> _EXERCISE_
Copy the listing exactly, images excluded.

> _DATASET RECORDS_
____________________

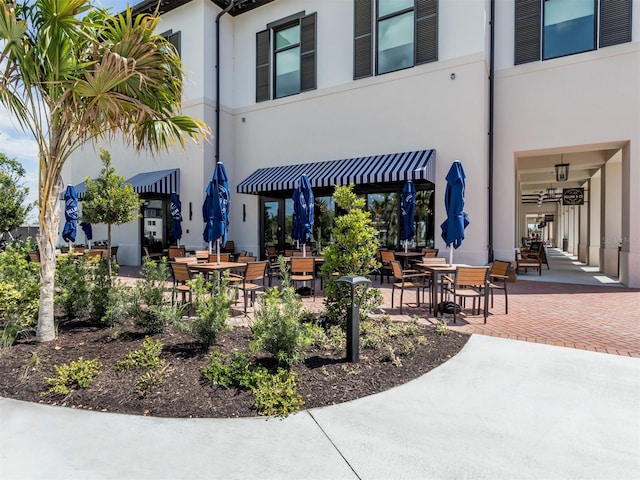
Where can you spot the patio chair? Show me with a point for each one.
(181, 277)
(175, 252)
(386, 257)
(303, 269)
(498, 277)
(525, 261)
(404, 280)
(252, 280)
(469, 282)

____________________

> _EXERCISE ANSWER_
Where can you spot the patio chair? Show me with a point for each one.
(181, 277)
(175, 252)
(386, 257)
(303, 269)
(498, 277)
(525, 261)
(404, 280)
(252, 280)
(469, 282)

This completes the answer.